Recast every line of the items below as a JSON list of strings, one string per line, leaving out blank lines. Leave the pictures out of the answer.

:: Entries supplied ::

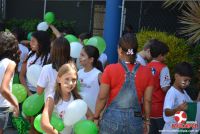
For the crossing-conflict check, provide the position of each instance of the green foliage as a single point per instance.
(196, 65)
(178, 49)
(29, 25)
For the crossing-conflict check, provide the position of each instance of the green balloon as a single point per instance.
(29, 36)
(19, 92)
(97, 42)
(33, 104)
(71, 38)
(85, 127)
(37, 125)
(79, 85)
(49, 17)
(57, 122)
(16, 79)
(85, 41)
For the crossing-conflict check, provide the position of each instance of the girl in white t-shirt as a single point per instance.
(39, 54)
(176, 98)
(65, 92)
(8, 58)
(90, 75)
(60, 54)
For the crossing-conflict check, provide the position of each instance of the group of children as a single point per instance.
(119, 89)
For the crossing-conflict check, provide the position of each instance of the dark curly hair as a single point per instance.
(44, 42)
(129, 41)
(9, 46)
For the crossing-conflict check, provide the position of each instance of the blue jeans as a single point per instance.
(120, 122)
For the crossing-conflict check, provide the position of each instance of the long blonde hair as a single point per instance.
(62, 70)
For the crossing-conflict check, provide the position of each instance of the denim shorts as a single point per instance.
(3, 117)
(120, 122)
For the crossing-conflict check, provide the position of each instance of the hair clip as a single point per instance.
(130, 52)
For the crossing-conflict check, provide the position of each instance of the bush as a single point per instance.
(30, 25)
(195, 85)
(178, 49)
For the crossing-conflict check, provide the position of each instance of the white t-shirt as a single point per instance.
(103, 59)
(3, 66)
(59, 109)
(141, 60)
(173, 99)
(165, 77)
(47, 79)
(89, 86)
(29, 62)
(24, 52)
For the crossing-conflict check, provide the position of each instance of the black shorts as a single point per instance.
(4, 115)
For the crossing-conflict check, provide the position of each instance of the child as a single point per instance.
(60, 54)
(39, 54)
(144, 55)
(65, 92)
(19, 34)
(8, 58)
(123, 85)
(158, 51)
(90, 75)
(176, 98)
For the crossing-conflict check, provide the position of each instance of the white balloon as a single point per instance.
(75, 111)
(75, 49)
(33, 74)
(43, 26)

:::

**Reply to the task**
[
  "For the crossing-conflict check, provide the position of each instance of the green foliage as a single point per instance.",
  "(196, 65)",
  "(178, 49)",
  "(29, 25)",
  "For the crossing-conflict check, provide the position of each instance of the green balloon as a single point per instance.",
  "(29, 36)",
  "(19, 92)",
  "(97, 42)",
  "(33, 104)",
  "(71, 38)",
  "(85, 127)",
  "(37, 125)",
  "(79, 85)",
  "(49, 17)",
  "(57, 122)",
  "(16, 79)",
  "(85, 41)",
  "For the crossing-conflict check, provide the position of each instance of the girl in white t-shirt as a single point per instance.",
  "(39, 54)",
  "(176, 98)",
  "(65, 92)",
  "(8, 58)",
  "(90, 75)",
  "(60, 54)",
  "For the crossing-conflict check, provide the position of each instance of the group of children as a single point per instance.",
  "(119, 89)",
  "For the crossing-conflict check, provide the position of each instance of the dark curly hair as a single point per instance.",
  "(44, 42)",
  "(129, 41)",
  "(9, 46)",
  "For the crossing-conflict check, provide the position of each instance of the blue jeans as a single point per instance.",
  "(120, 122)",
  "For the crossing-conflict check, provide the position of each instance of the long blonde hair as a single point per instance.",
  "(62, 70)",
  "For the crossing-conflict check, provide the position of each instance of the denim shorts as a single point per instance.",
  "(3, 117)",
  "(120, 122)",
  "For the crossing-conflict check, provide the position of each instance of the hair clip as a single point per instance.",
  "(130, 52)",
  "For the crossing-conflict check, provide the position of each instance of the bush as a single point per instance.",
  "(30, 25)",
  "(195, 85)",
  "(178, 49)",
  "For the crossing-conflict check, provide the position of each instance of the white t-shirt as a single point per instance.",
  "(103, 59)",
  "(3, 66)",
  "(59, 109)",
  "(141, 60)",
  "(173, 99)",
  "(165, 77)",
  "(47, 79)",
  "(89, 86)",
  "(29, 62)",
  "(24, 52)",
  "For the crossing-conflict check, provide the position of each instance of the black shorts as a single point per instance.",
  "(4, 115)",
  "For the crossing-conflict check, provide the position of each instance of the child as a single point per instance.",
  "(60, 54)",
  "(39, 54)",
  "(144, 55)",
  "(65, 92)",
  "(19, 34)",
  "(8, 58)",
  "(123, 85)",
  "(158, 51)",
  "(90, 75)",
  "(176, 98)",
  "For the crossing-conflict check, provide the position of each instance of the white balloon as a single point per instance.",
  "(75, 111)",
  "(75, 49)",
  "(33, 74)",
  "(43, 26)"
]